Start Data supplied

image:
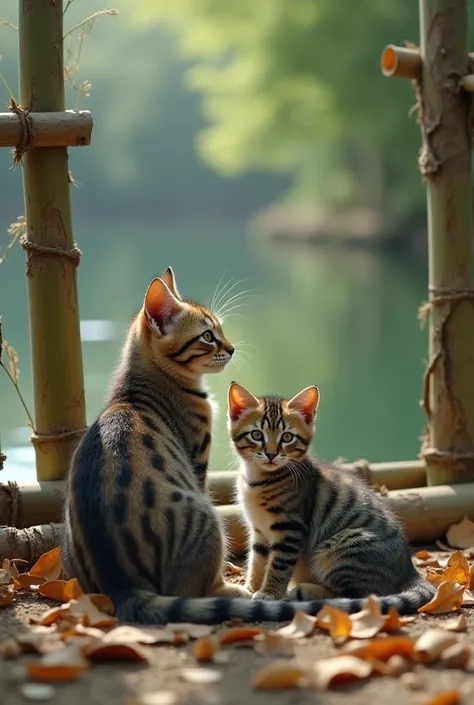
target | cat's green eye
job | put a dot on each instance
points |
(257, 435)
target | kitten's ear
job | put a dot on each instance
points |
(306, 402)
(240, 400)
(160, 306)
(170, 281)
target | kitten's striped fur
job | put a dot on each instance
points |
(312, 525)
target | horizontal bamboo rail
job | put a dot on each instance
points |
(69, 128)
(42, 502)
(405, 62)
(426, 514)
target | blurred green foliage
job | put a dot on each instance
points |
(296, 86)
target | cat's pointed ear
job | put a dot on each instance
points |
(240, 400)
(306, 403)
(160, 306)
(170, 281)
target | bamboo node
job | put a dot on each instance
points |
(73, 254)
(13, 490)
(442, 456)
(27, 132)
(38, 439)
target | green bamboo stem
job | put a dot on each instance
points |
(445, 163)
(52, 288)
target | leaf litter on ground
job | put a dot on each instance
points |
(83, 629)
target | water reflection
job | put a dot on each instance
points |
(344, 320)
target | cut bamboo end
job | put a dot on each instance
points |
(467, 83)
(400, 62)
(59, 129)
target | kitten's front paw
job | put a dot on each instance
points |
(262, 596)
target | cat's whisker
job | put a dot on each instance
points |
(226, 291)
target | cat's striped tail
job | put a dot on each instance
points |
(144, 607)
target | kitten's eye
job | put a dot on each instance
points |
(208, 337)
(257, 435)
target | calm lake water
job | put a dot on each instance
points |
(344, 320)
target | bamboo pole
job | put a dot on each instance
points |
(70, 128)
(51, 254)
(42, 502)
(425, 512)
(445, 163)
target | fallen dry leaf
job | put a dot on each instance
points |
(37, 691)
(49, 566)
(7, 595)
(382, 648)
(205, 648)
(448, 598)
(461, 535)
(369, 621)
(456, 656)
(279, 675)
(447, 697)
(458, 624)
(336, 622)
(25, 581)
(273, 644)
(10, 649)
(58, 666)
(236, 634)
(458, 569)
(341, 669)
(202, 676)
(301, 625)
(429, 647)
(101, 650)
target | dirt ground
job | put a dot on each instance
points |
(160, 683)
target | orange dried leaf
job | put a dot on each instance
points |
(25, 580)
(423, 555)
(279, 675)
(7, 596)
(369, 621)
(447, 697)
(72, 591)
(205, 648)
(458, 624)
(58, 666)
(236, 634)
(336, 622)
(383, 649)
(100, 650)
(49, 566)
(448, 598)
(458, 569)
(456, 656)
(54, 589)
(429, 647)
(341, 669)
(461, 535)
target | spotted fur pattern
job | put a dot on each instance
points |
(314, 528)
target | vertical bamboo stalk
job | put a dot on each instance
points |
(445, 162)
(51, 255)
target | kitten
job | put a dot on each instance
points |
(310, 523)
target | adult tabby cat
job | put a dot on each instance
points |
(310, 523)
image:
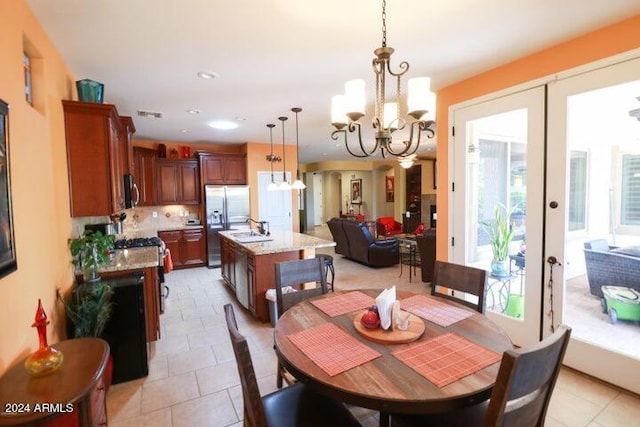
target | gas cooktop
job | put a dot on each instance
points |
(138, 242)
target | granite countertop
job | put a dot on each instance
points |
(283, 241)
(132, 259)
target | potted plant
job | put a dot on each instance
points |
(91, 251)
(88, 308)
(500, 235)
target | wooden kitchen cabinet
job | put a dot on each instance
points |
(223, 168)
(187, 247)
(144, 175)
(97, 157)
(177, 182)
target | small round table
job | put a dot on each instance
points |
(69, 390)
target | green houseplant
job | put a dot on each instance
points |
(500, 234)
(88, 308)
(91, 251)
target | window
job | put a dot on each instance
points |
(28, 88)
(630, 200)
(577, 190)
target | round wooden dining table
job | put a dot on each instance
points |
(385, 383)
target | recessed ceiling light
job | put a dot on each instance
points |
(223, 124)
(208, 75)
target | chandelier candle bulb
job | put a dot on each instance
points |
(418, 96)
(339, 117)
(354, 91)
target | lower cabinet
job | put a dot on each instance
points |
(188, 247)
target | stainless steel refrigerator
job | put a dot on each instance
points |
(227, 208)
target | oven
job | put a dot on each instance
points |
(141, 242)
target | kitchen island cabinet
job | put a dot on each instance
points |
(248, 269)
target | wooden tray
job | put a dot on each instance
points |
(415, 331)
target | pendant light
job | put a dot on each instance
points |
(284, 185)
(271, 158)
(297, 184)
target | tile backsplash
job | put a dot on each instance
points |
(142, 221)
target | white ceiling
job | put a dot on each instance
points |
(271, 55)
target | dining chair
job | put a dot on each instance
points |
(449, 280)
(294, 273)
(294, 406)
(520, 396)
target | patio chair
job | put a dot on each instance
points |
(294, 273)
(520, 396)
(294, 406)
(450, 280)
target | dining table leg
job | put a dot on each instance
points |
(385, 419)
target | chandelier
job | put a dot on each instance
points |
(347, 109)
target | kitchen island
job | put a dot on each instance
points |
(248, 268)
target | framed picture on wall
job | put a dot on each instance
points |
(389, 188)
(356, 191)
(8, 262)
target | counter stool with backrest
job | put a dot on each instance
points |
(294, 273)
(327, 263)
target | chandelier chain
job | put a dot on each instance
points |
(384, 23)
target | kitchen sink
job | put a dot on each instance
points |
(250, 237)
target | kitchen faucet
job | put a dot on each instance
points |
(261, 226)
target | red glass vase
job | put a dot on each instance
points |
(46, 359)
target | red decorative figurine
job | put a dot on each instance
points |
(46, 359)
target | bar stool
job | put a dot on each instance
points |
(327, 262)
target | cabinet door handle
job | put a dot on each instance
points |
(135, 187)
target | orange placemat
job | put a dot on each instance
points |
(343, 303)
(434, 311)
(332, 349)
(446, 358)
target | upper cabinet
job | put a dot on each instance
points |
(98, 146)
(219, 168)
(177, 182)
(144, 175)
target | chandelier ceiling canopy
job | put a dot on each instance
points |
(349, 108)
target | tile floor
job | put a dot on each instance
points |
(193, 379)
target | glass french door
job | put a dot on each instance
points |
(594, 181)
(498, 166)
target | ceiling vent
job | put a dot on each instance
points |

End Data supplied

Can you rewrite all of the data above as a numbered list, skipping blank lines and leaving the pictures out?

1. image:
2. target | cat's green eye
3. job | put a dot on each instance
4. points |
5. (257, 435)
6. target | kitten's ear
7. job | put a dot on each instance
8. points |
9. (306, 402)
10. (240, 400)
11. (160, 306)
12. (170, 281)
13. target | kitten's striped fur
14. job | put a dot on each instance
15. points |
16. (312, 525)
17. target | horizontal bamboo rail
18. job | put a dot on each instance
19. points |
20. (69, 128)
21. (42, 502)
22. (405, 62)
23. (426, 514)
24. target | blurred green foliage
25. job | put a dot on each instance
26. points |
27. (296, 86)
28. target | cat's pointed ear
29. job | put a dot on each instance
30. points |
31. (240, 400)
32. (306, 403)
33. (160, 306)
34. (170, 281)
35. target | bamboo node
36. job | put a dot on each instance
37. points |
38. (73, 254)
39. (13, 490)
40. (442, 456)
41. (27, 132)
42. (38, 439)
43. target | green bamboo stem
44. job | put a dot on each instance
45. points |
46. (445, 163)
47. (52, 288)
48. target | leaf litter on ground
49. job | put a dot on each instance
50. points |
51. (83, 629)
52. target | water reflection
53. job | put a dot on each instance
54. points |
55. (344, 320)
56. target | cut bamboo end
57. job | put a dot on each instance
58. points |
59. (467, 83)
60. (400, 62)
61. (59, 129)
62. target | kitten's front paw
63. job | put a dot on each instance
64. points |
65. (262, 596)
66. target | cat's whisker
67. job | put a dot on each instance
68. points |
69. (226, 291)
70. target | cat's striped tail
71. job | put a dot on each instance
72. points |
73. (144, 607)
74. target | kitten's eye
75. job | put a dot on each instance
76. points |
77. (208, 337)
78. (257, 435)
79. target | calm lake water
80. job | put a dot on each instance
81. points |
82. (344, 320)
83. target | bamboo pole
84. job | put a dot on each instance
85. points |
86. (70, 128)
87. (51, 254)
88. (42, 502)
89. (425, 512)
90. (445, 163)
91. target | fallen dry leaf
92. job | put a dot on each instance
93. points |
94. (37, 691)
95. (49, 566)
96. (7, 595)
97. (382, 648)
98. (205, 648)
99. (448, 598)
100. (461, 535)
101. (369, 621)
102. (456, 656)
103. (279, 675)
104. (447, 697)
105. (458, 624)
106. (336, 622)
107. (25, 581)
108. (273, 644)
109. (10, 649)
110. (58, 666)
111. (236, 634)
112. (458, 569)
113. (341, 669)
114. (202, 676)
115. (301, 625)
116. (429, 647)
117. (101, 650)
118. target | dirt ground
119. job | put a dot on each instance
120. points |
121. (160, 683)
122. target | orange dried leaf
123. job | put a dot on each instance
124. points |
125. (25, 580)
126. (423, 555)
127. (279, 675)
128. (7, 596)
129. (369, 621)
130. (447, 697)
131. (72, 591)
132. (205, 648)
133. (458, 624)
134. (58, 666)
135. (236, 634)
136. (336, 622)
137. (383, 649)
138. (100, 650)
139. (49, 566)
140. (448, 598)
141. (458, 569)
142. (456, 656)
143. (54, 589)
144. (429, 647)
145. (341, 669)
146. (461, 535)
147. target | spotted fur pattern
148. job | put a dot on each instance
149. points |
150. (314, 528)
151. target | vertical bamboo stalk
152. job | put a dot on each instance
153. points |
154. (445, 162)
155. (51, 255)
156. target | kitten
157. job | put a dot on each instance
158. points |
159. (310, 523)
160. target | adult tabby cat
161. job | put a dot on each instance
162. points |
163. (310, 523)
164. image:
165. target | gas cooktop
166. job | put a dot on each instance
167. points |
168. (138, 242)
169. target | granite countertop
170. job | put a dot on each instance
171. points |
172. (283, 241)
173. (132, 259)
174. target | potted plant
175. job | put a dot on each instance
176. points |
177. (91, 251)
178. (88, 308)
179. (500, 235)
180. target | wooden kitchen cabinet
181. job | put a dot on each instance
182. points |
183. (223, 168)
184. (187, 247)
185. (144, 175)
186. (97, 157)
187. (177, 182)
188. target | small round table
189. job | put a dot on each instance
190. points |
191. (69, 390)
192. target | green houseplant
193. job | put a dot on each instance
194. points |
195. (500, 234)
196. (88, 308)
197. (91, 251)
198. target | window
199. job | put a dot on each instance
200. points |
201. (28, 88)
202. (630, 200)
203. (577, 190)
204. target | round wooden dining table
205. job | put a dot on each instance
206. points |
207. (385, 383)
208. target | recessed ceiling light
209. job | put a dot on each instance
210. points |
211. (223, 124)
212. (208, 75)
213. target | chandelier candle bulb
214. job | put a dot on each instance
215. points |
216. (418, 96)
217. (339, 117)
218. (354, 91)
219. target | lower cabinet
220. job | put a dot on each instance
221. points |
222. (188, 247)
223. target | stainless steel refrigerator
224. job | put a dot on each instance
225. points |
226. (227, 208)
227. target | oven
228. job | put a dot on each instance
229. points |
230. (141, 242)
231. target | kitchen island cabinet
232. job | put a dot on each instance
233. points |
234. (248, 269)
235. target | wooden tray
236. job | put a dot on each instance
237. points |
238. (415, 331)
239. target | pendant light
240. job | put a dot on each instance
241. points |
242. (284, 185)
243. (271, 158)
244. (297, 184)
245. target | tile backsplash
246. job | put a dot on each instance
247. points |
248. (142, 221)
249. target | white ceiling
250. job | put a dot on each instance
251. points |
252. (271, 55)
253. target | dining chair
254. job | put a dot on each instance
255. points |
256. (449, 280)
257. (294, 273)
258. (294, 406)
259. (520, 396)
260. target | patio chair
261. job | put a dot on each instance
262. points |
263. (294, 273)
264. (520, 396)
265. (294, 406)
266. (450, 280)
267. target | dining table leg
268. job | put a dot on each instance
269. points |
270. (385, 419)
271. target | chandelier
272. job | put a dot on each instance
273. points |
274. (347, 109)
275. target | kitchen island
276. job | put a dot on each instance
277. points |
278. (248, 268)
279. target | framed picture on wall
280. job | put a dot on each instance
281. points |
282. (389, 188)
283. (356, 191)
284. (8, 262)
285. target | counter stool with backrest
286. job | put a dot on each instance
287. points |
288. (294, 273)
289. (327, 263)
290. target | chandelier chain
291. job | put a dot on each instance
292. points |
293. (384, 23)
294. target | kitchen sink
295. job | put a dot on each instance
296. points |
297. (250, 237)
298. target | kitchen faucet
299. job | put a dot on each instance
300. points |
301. (261, 226)
302. target | red glass vase
303. job | put a dot on each instance
304. points |
305. (46, 359)
306. target | red decorative figurine
307. job | put a dot on each instance
308. points |
309. (46, 359)
310. target | bar stool
311. job | put a dot on each instance
312. points |
313. (327, 262)
314. target | cabinet door handle
315. job | put a dot on each instance
316. points |
317. (135, 187)
318. target | orange placemat
319. job | put a dot on each instance
320. points |
321. (343, 303)
322. (434, 311)
323. (332, 349)
324. (446, 358)
325. target | upper cabinet
326. job | put a dot on each instance
327. points |
328. (98, 146)
329. (219, 168)
330. (177, 182)
331. (144, 175)
332. target | chandelier ceiling canopy
333. job | put a dot on each instance
334. points |
335. (349, 108)
336. target | tile floor
337. job | put a dot on each instance
338. points |
339. (193, 379)
340. target | glass french door
341. job | put a dot on each instance
342. points |
343. (594, 181)
344. (498, 166)
345. target | ceiling vent
346. job | put a dot on each instance
347. points |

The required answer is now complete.